• _EXTRAIT DU DOCUMENT_:
........

On parle de 20 000 trottinettes à Paris. Si la durée de vie est en moyenne de trois mois, on aboutit à 80 000 trottinettes par an, ce sui paraît fabuleux, et autant de batteries et de moteurs eux aussi gourmands en substances métalliques. Moteurs qui ont un rendement bien médiocre : 24,7 % selon une étude de l’université Paul Sabatier. A cela s’ajoute d’autres composants (circuit imprimé, chargeur, etc.). Il paraît difficile d’arriver à une comparaison valide, mais, ce sont autant de petites batteries perdues (de 4 à 15 kg), ce qui peut correspondre à l’équivalent de quelques milliers de grosses, comme celle de la voiture électrique Zoé (300 kg).
Enfin, dans les pays adeptes depuis longtemps du vélo, comme la Hollande ou la Scandinavie, un nouveau phénomène se produit : les cyclistes passent à l’électrique par la trottinette. Sans compter les scooters qui chargent encore la barque. Sans aucun doute, le développement durable a bien choisi sa voie de camouflage. Mais arrêtons là ce petite exercice de calcul sur des bases incertaines pour en venir au problème éthique de la technique dans notre société.
Le stade ultime de la dilapidation
Ici se retrouve au plus haut point le manque de considération pour le travail produit par les êtres humains qui réalisent cette chose technique à l’utilité contestable et destructrice de l’environnement. La trottinette est le produit d’une ingéniosité du concepteur, d’un savoir-faire des opérateurs, d’une souffrance aussi, celle de l’ouvrier qui produit l’objet final et éprouve sans doute aussi une certaine fierté, même si les intermédiaires mécaniques, à la différence de l’époque artisanale, sont aujourd’hui nombreux.
Avec ces nouveaux usages, il n’y a pas ou plus de déification du produit de la technique, mais au contraire négation de sa valeur. L’homme qui se veut de plus en plus automate se condamne a se transformer lui-même en objet. Cette incapacité à saisir la valeur morale de ce qui vient de l’art humain marque le sceau de la déchéance que fait subir le capitalisme déchaîné de ces dernières décennies. Ici le produit d’une connaissance et d’un agir propre à notre espèce n’a plus aucun sens en lui-même, dans le cas présent, l’objet transporte et n’existe que dans cet instant. Il me revient les mots de Lamartine « Objets inanimés, avez-vous donc une âme ?« … Qui d’entre nous n’a pas aimé un objet, où n’a pas considéré une machine comme douée non pas d’intelligence, au sens bêbêtes de nos automates à puces, mais d’émotions, d’affects comme si elle logeait en elle une part de nous-mêmes ?
Avec cette Uberfolie universelle disparaît le lien qui nous lie par l’action à notre milieu. Nous arrivons peut-être, avec le loué-jeté généralisé, au stade ultime de l’ignominie de la consommation.

........

[Données extraites]
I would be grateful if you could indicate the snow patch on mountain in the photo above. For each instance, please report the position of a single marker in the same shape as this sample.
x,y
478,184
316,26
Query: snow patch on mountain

........

• _CONSIGNE_: Dans l'extrait sur les trottinettes, quel rendement une étude de l'université Paul Sabatier attribue-t-elle à leurs moteurs ? Cette liste ne joue aucun rôle ici.

• _CORRIGÉ_: Un rendement de 24,7 %.